What is being asked -> Put each line of the material below into a JSON list of strings, one string per line, with blank lines left out. Don't include the pictures in your answer.

Extracted information ->
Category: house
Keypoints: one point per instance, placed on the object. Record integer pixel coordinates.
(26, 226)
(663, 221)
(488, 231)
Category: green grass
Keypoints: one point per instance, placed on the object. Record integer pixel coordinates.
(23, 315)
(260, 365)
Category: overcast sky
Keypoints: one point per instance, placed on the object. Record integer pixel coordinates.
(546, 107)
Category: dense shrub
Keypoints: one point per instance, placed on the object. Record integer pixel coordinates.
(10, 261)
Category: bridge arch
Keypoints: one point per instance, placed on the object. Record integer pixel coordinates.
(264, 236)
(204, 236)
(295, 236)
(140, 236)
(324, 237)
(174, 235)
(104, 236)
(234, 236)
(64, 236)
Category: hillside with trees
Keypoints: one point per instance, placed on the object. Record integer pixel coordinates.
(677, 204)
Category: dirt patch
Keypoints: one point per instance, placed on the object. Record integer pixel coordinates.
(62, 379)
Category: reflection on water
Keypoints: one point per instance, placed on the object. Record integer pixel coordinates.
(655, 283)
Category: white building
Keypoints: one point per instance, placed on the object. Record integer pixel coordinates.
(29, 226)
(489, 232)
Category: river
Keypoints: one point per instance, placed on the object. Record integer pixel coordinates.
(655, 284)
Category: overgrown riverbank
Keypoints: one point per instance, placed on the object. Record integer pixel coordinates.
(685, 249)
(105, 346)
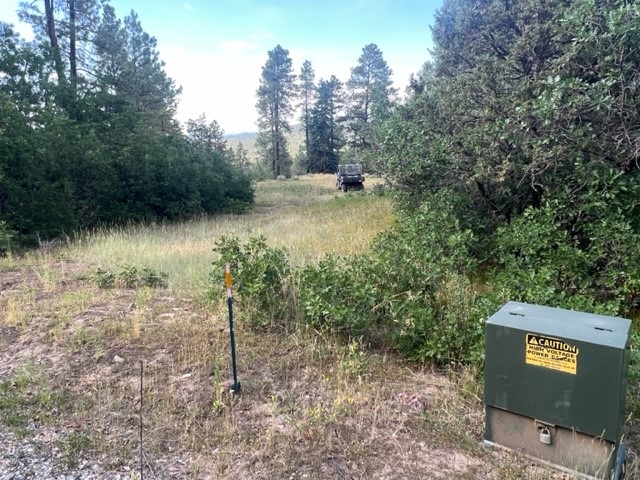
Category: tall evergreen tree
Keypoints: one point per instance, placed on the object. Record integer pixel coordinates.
(207, 136)
(324, 131)
(275, 93)
(371, 97)
(307, 89)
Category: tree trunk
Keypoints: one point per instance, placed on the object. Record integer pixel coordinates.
(53, 38)
(72, 46)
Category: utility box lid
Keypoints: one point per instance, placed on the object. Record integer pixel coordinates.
(558, 366)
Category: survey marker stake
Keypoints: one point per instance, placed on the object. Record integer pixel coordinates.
(235, 387)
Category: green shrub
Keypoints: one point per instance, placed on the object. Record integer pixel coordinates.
(263, 282)
(412, 293)
(581, 257)
(5, 237)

Result ->
[
  "Category: house",
  "Keypoints: one point per instance, placed on the object. Record integer pixel coordinates.",
  "(26, 226)",
  "(663, 221)",
  "(488, 231)",
  "Category: green grass",
  "Keypoints: one point per instance, placed on the object. Record integer pixel coordinates.",
  "(23, 315)",
  "(260, 365)",
  "Category: overcast sky",
  "Keypoints: one point per instance, placed on the object. Record integer pixel coordinates.",
  "(546, 107)",
  "Category: dense shrub",
  "Keypoints: one point per instance, placed on the object. Record integer pixel coordinates.",
  "(10, 261)",
  "Category: bridge arch",
  "Keypoints: one point per instance, placed on the object. Record integer pixel coordinates.",
  "(264, 236)",
  "(204, 236)",
  "(295, 236)",
  "(140, 236)",
  "(324, 237)",
  "(174, 235)",
  "(104, 236)",
  "(234, 236)",
  "(64, 236)",
  "Category: hillside with trees",
  "Keypoints: one point per instance, placed on the object. Record integer pixel coordinates.",
  "(677, 204)",
  "Category: dirt patch",
  "Keypoints: one point per instance, placed on the object. Record integer pixel coordinates.",
  "(62, 379)",
  "Category: reflection on water",
  "Keypoints: one point per instance, placed on the object. Record integer pixel coordinates.",
  "(655, 283)",
  "Category: white building",
  "Keypoints: one point per instance, placed on the object. Record integer pixel coordinates.",
  "(29, 226)",
  "(489, 232)",
  "Category: river",
  "Keypoints: one point per instance, placed on the object. Record integer pixel coordinates.",
  "(655, 284)",
  "Category: overgrown riverbank",
  "Keypoints: one point per instance, placed on the object. Record integer pixel coordinates.",
  "(685, 249)",
  "(105, 346)",
  "Category: tall evergreen tree",
  "Keypoints: one point per instance, placed on the object. Record integer pixel coordinates.",
  "(207, 136)",
  "(324, 131)",
  "(275, 93)",
  "(371, 97)",
  "(307, 89)",
  "Category: tree trunk",
  "Keypoints: one point per instance, placed on the object. Record integer pixel coordinates.",
  "(53, 38)",
  "(72, 46)",
  "Category: utility box lid",
  "Keypoints: one point per instance, placed on the object. Record integer pixel coordinates.",
  "(558, 366)",
  "Category: survey marker stake",
  "Keypoints: one point per instance, placed on the object. Record integer pixel coordinates.",
  "(235, 387)",
  "Category: green shrub",
  "Keypoints: one point per instance, placed on the object. Record integer pixel coordinates.",
  "(263, 282)",
  "(412, 293)",
  "(581, 257)",
  "(5, 237)"
]